Exercise directions — The listing beneath should be written out in full, exactly as shown.

(Location identification items)
begin

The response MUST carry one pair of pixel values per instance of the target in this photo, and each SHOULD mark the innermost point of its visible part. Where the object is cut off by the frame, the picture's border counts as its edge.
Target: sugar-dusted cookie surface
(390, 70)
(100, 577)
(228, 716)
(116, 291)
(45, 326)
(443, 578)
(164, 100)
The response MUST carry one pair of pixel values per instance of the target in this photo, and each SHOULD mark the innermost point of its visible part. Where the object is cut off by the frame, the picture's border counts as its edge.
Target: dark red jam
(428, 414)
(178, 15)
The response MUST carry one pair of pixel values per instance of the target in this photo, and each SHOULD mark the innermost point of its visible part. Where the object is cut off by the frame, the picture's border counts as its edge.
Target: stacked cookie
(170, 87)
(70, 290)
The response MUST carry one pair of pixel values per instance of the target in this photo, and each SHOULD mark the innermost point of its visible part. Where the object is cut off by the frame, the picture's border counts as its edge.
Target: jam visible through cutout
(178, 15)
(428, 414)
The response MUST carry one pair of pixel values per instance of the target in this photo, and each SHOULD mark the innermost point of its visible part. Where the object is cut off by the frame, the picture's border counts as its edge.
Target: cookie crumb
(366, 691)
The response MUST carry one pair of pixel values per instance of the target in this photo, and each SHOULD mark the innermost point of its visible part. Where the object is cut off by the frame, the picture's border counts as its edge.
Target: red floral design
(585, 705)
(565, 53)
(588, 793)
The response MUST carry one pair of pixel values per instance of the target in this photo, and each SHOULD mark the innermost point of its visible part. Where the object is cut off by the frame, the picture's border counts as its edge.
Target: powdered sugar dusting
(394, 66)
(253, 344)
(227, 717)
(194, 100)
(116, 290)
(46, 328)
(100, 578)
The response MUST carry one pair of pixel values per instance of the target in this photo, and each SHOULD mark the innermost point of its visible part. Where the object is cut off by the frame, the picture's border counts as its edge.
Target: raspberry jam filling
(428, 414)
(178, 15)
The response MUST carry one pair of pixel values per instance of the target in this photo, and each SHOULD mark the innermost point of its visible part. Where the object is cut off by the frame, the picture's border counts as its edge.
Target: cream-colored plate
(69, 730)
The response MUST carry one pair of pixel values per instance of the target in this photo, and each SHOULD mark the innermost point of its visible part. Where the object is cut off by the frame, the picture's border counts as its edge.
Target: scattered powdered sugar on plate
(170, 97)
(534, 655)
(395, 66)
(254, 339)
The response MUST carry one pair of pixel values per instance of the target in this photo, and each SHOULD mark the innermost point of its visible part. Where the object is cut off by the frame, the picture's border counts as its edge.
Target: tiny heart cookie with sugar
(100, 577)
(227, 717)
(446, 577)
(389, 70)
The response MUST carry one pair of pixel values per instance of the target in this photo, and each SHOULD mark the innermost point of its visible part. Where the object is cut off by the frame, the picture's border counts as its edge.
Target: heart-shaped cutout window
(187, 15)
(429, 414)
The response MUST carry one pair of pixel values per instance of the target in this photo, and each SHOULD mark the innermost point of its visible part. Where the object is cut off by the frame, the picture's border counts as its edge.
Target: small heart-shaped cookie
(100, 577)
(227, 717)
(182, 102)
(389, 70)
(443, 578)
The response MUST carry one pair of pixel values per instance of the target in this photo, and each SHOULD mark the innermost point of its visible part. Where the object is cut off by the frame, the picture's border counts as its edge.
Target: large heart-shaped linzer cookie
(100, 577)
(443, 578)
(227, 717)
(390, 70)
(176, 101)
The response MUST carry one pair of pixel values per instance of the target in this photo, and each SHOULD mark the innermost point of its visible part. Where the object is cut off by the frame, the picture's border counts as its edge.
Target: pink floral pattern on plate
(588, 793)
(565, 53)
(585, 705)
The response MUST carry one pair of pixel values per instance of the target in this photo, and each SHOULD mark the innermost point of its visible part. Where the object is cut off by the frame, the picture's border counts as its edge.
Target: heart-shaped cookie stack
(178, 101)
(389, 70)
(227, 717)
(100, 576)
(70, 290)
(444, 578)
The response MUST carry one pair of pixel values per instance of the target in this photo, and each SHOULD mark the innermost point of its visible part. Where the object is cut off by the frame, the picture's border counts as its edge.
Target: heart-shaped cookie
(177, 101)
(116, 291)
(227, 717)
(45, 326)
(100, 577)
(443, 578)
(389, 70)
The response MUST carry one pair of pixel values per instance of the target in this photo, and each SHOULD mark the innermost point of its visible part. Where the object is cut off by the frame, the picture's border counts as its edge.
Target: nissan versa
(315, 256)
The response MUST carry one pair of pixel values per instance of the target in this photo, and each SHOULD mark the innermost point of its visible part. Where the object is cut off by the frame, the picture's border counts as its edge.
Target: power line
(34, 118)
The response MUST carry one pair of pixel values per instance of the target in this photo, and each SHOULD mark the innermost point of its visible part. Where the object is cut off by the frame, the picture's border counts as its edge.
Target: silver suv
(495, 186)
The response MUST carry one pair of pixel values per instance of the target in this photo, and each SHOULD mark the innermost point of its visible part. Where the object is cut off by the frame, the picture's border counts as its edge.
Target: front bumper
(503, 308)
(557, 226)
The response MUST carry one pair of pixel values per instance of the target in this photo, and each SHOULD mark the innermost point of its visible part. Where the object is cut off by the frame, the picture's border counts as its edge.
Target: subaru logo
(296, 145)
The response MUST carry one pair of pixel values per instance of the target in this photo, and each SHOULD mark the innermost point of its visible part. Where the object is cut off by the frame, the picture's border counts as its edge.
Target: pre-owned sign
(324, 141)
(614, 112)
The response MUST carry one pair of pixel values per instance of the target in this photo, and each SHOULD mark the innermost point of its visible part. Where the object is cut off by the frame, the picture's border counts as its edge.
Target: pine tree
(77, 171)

end

Task answer —
The response MUST carry one pair of pixel values per instance of the target in this photo, and each SHOULD mark the innermost point of its visible part. Where the object is cut off by the frame, the picture's border counts as its edge.
Target: sugar-dusted cookie surface
(390, 70)
(100, 577)
(228, 716)
(116, 291)
(45, 326)
(443, 578)
(164, 100)
The response MUST carry one pair of pixel values per instance of the target in this photo, and each SHOULD mark the innermost point of its visible part. Where the object is cut off by the frame, the picture's border counts as its edge.
Target: dark red jam
(428, 414)
(178, 15)
The response MUST carry one pair of pixel values per instance of the target in this photo, and each SHOULD mark the innermost point of its visible part. Where the object is cut off by the frame, the picture's border counts as its edge.
Target: stacked cookie
(170, 87)
(70, 290)
The response MUST carry one pair of pixel values per instance of the target in this photo, and each SHOULD mark the innermost point of its visible part. Where the object is cut off by the frame, the picture's border counts as its edge.
Target: jam visible through cutout
(178, 15)
(428, 414)
The response MUST carry one pair of pixel values per instance of the target in this photo, and each SHOULD mark the innermost point of its visible part. Where the object is cut off by the frame, the picture's border counts as its edge.
Target: cookie crumb
(366, 691)
The response MUST carry one pair of pixel values per instance of the target in this photo, and each SHOULD mark the innermost point of its visible part. Where the object is cut off by the frame, the picture's border counts as its edge.
Target: red floral design
(585, 705)
(565, 53)
(588, 793)
The response MUST carry one pair of pixel values per instance of the target in this photo, and each SHOULD mark the innermost point of its visible part. Where the object is cut off by the frame, the picture's border counts as its edge.
Target: powdered sugar dusting
(394, 66)
(253, 344)
(227, 717)
(194, 100)
(116, 290)
(46, 328)
(100, 578)
The response MUST carry one pair of pixel values per instance of the target in this photo, and each SHOULD mark the innermost point of its visible part. Where the object is cut off by the frame, the picture's border counts as its edge.
Target: raspberry jam filling
(428, 414)
(178, 15)
The response MUST carry one pair of pixel values per instance of the target in this photo, and each SHOULD mark the innermost point of its visible part. Where the object is cut off by the frame, the picture's border counts as its edge.
Target: cream-colored plate
(69, 730)
The response MUST carry one pair of pixel values per instance of the target in this photo, and each SHOULD mark the innermost point of its visible part. Where the object is cut off by the frame, the picture's border counts as its edge.
Target: scattered powdered sugar on plate
(170, 97)
(534, 655)
(395, 66)
(254, 339)
The response MUST carry one pair of pixel values per instance of the target in this photo, and each SHOULD mark the innermost point of its visible part. Where the object is cut off by the frame, the picture's border counts as its edge.
Target: tiny heart cookie with sugar
(100, 577)
(227, 717)
(446, 577)
(389, 70)
The response MUST carry one pair of pixel values per instance of the target in this photo, and each SHOULD mark the innermost point of its visible part. Where the object is cut off by the frame, the picture's border counts as its edge.
Target: heart-shaped cutout window
(187, 15)
(429, 414)
The response MUST carry one pair of pixel values per instance of the target in this photo, and each SHOULD mark the innermost point of its visible part. Where the object is cut off by the frame, the picture's border counts as its edge.
Target: small heart-shaped cookie
(100, 577)
(227, 717)
(182, 102)
(389, 70)
(443, 578)
The response MUST carry one pair of pixel values per instance of the target in this photo, and each SHOULD mark the innermost point of its visible part. Where the object is cut off by the frame, the picture's border counts as its edge.
Target: large heart-shaped linzer cookie
(100, 577)
(443, 578)
(227, 717)
(390, 70)
(176, 101)
The response MUST carry one pair of pixel values per instance of the target in this photo, and each SHOULD mark the innermost point of its visible part. Where the object is cut off by the frame, the picture's border counts as its edge.
Target: pink floral pattern on plate
(588, 793)
(565, 53)
(585, 705)
The response MUST carry one pair of pixel values per instance of the target in this photo, and each SHOULD mark the innermost point of its visible part. Where the object is cut off by the frame, the picture's border counts as its edge.
Target: heart-shaped cookie stack
(178, 101)
(389, 70)
(227, 717)
(100, 576)
(70, 290)
(444, 578)
The response MUST carry one pair of pixel values per instance of the target in this photo, and each SHOULD mark the innermost point of its visible part. Where the object is cut off by the frame, the picture's border counts as its edge.
Target: heart-shaped cookie
(177, 101)
(116, 291)
(227, 717)
(45, 326)
(100, 577)
(443, 578)
(389, 70)
The response MUST carry one pair of pixel values per instance of the target in this photo, and each SHOULD mark the innermost point of its visible part. Where the object is cut off by the frame, the picture's border counts as its edge.
Target: nissan versa
(315, 256)
The response MUST carry one pair of pixel values per instance of the target in this photo, and each SHOULD mark the innermost point of its visible part. Where the object is cut off by the frame, the picture's border counts as its edge.
Target: power line
(34, 118)
The response MUST carry one pair of pixel values per instance of the target in this photo, and each SHOULD mark the innermost point of its visible part. Where the object is cut off by the frame, the picture's border counts as its edge.
Target: silver suv
(495, 186)
The response MUST carry one pair of pixel values per instance of the target in this photo, and each SHOULD mark the innermost point of its visible part. Where the object is cut off by the frame, the picture's border counts as its edge.
Target: front bumper
(503, 308)
(557, 226)
The response MUST carry one pair of pixel values per instance of the target in this photo, and each SHOULD mark the innermost point of its visible part. Where the object is cut off by the frame, the picture's border counts as its edge.
Target: subaru logo
(296, 145)
The response MUST carry one pair of pixel values per instance of the target in this photo, and each SHOULD mark the innermost point of its visible part. Where the object is cut off by the frame, the picture's border counts as its edge.
Target: pre-owned sign
(324, 141)
(614, 112)
The response MUST carry one pair of pixel values per instance of the target in this photo, and each SHOULD mark the innermost point of its visible part. Where the object is cut off by the frame, the picture's border counts as its edge.
Target: pine tree
(77, 171)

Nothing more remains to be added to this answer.